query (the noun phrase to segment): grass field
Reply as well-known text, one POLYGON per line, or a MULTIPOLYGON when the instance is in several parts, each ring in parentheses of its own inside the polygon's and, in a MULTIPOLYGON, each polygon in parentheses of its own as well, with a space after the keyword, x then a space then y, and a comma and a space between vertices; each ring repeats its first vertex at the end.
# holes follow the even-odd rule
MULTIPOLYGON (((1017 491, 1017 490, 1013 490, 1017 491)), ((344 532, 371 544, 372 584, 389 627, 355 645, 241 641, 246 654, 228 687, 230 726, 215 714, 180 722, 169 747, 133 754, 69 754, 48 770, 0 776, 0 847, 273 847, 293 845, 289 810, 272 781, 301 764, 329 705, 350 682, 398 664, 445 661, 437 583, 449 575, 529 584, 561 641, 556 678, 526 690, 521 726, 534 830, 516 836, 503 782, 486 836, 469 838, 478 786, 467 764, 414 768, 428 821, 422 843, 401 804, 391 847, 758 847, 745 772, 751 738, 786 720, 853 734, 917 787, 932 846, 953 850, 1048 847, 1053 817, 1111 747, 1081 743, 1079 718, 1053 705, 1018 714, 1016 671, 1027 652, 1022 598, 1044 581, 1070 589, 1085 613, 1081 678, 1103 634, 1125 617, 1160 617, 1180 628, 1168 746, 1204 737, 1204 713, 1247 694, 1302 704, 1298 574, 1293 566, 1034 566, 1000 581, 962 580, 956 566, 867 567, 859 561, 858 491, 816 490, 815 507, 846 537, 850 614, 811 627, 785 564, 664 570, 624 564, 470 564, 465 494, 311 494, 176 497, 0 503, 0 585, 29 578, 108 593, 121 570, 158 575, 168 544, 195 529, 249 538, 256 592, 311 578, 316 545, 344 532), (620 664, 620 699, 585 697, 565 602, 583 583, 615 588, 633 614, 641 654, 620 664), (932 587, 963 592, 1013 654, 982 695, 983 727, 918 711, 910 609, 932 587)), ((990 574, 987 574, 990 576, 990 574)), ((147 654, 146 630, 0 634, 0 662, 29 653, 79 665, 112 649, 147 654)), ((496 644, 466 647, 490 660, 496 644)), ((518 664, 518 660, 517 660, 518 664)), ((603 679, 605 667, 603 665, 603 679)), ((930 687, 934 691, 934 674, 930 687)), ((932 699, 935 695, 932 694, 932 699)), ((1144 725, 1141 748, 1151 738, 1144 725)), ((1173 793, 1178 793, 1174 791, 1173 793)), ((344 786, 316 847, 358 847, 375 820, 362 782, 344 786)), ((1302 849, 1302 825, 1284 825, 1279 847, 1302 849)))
.....
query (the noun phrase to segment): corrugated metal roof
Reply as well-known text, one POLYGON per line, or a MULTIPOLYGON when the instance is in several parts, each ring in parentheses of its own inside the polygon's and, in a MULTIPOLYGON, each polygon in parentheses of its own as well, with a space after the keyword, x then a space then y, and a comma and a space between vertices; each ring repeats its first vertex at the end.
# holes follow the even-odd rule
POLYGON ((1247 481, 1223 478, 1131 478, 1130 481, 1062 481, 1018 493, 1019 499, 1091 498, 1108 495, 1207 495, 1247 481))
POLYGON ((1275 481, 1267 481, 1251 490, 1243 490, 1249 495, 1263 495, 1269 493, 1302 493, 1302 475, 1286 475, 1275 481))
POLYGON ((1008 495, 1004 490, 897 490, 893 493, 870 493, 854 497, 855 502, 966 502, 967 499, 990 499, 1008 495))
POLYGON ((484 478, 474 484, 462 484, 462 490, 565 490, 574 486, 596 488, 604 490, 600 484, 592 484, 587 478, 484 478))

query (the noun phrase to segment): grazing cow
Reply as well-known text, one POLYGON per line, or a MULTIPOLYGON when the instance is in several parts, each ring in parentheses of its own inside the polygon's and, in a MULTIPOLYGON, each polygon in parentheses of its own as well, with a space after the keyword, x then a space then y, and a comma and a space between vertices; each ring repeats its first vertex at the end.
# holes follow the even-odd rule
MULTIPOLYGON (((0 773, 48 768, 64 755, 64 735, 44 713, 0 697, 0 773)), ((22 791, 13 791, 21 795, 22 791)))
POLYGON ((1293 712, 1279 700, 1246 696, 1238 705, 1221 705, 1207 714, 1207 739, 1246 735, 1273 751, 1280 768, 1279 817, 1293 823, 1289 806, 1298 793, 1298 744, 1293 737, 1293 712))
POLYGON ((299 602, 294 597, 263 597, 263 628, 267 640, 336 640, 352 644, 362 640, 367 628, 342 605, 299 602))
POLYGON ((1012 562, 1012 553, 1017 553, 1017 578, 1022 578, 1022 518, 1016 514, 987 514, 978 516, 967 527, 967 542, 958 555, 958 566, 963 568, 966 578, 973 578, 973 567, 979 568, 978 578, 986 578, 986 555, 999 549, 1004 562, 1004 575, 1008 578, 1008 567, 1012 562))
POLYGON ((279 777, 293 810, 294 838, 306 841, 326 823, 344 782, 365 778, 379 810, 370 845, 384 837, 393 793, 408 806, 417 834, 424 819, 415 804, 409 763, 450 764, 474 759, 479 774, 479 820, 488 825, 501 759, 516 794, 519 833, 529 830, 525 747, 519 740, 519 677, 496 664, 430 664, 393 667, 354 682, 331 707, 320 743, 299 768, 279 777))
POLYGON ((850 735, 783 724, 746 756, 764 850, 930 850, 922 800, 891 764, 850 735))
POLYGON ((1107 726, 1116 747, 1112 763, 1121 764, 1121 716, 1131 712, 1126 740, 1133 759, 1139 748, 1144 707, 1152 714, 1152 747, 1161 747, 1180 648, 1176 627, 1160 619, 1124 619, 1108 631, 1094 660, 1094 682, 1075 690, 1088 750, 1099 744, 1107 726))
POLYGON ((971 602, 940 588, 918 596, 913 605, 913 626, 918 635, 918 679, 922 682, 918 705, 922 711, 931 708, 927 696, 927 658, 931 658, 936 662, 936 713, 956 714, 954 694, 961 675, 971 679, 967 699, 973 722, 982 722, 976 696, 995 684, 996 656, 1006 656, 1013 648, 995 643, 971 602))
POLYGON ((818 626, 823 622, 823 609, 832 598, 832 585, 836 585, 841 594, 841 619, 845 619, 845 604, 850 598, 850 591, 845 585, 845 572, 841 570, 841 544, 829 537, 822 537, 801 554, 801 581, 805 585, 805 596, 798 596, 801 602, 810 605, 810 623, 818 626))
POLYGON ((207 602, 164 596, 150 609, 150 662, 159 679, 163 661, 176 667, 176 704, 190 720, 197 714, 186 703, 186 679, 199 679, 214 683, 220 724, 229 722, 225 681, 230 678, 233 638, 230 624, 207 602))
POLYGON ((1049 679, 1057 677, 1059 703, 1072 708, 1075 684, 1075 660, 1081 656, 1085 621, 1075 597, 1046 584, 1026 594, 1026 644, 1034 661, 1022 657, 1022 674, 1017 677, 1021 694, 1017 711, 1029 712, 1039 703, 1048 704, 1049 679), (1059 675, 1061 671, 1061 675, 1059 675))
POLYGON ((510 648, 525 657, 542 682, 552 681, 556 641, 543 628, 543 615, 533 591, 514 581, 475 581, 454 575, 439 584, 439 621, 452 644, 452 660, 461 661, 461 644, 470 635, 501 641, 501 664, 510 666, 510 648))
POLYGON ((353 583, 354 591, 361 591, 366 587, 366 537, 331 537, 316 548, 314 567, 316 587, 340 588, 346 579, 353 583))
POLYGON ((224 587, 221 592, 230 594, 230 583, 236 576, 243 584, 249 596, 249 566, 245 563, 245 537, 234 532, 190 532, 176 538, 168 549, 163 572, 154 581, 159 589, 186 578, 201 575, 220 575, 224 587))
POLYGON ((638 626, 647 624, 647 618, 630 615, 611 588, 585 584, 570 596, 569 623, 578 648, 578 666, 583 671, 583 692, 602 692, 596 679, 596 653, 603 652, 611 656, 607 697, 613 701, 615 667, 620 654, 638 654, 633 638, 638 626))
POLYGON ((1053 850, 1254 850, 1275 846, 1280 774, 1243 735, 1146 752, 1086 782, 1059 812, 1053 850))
.....
- STATED TASK
List every line above that contains the word "noun", treating uppercase and lowercase as different.

- CORRECT RESULT
query (the noun phrase to segment): grass field
query (the noun phrase to segment): corrugated metal roof
query (the noun phrase to segment): grazing cow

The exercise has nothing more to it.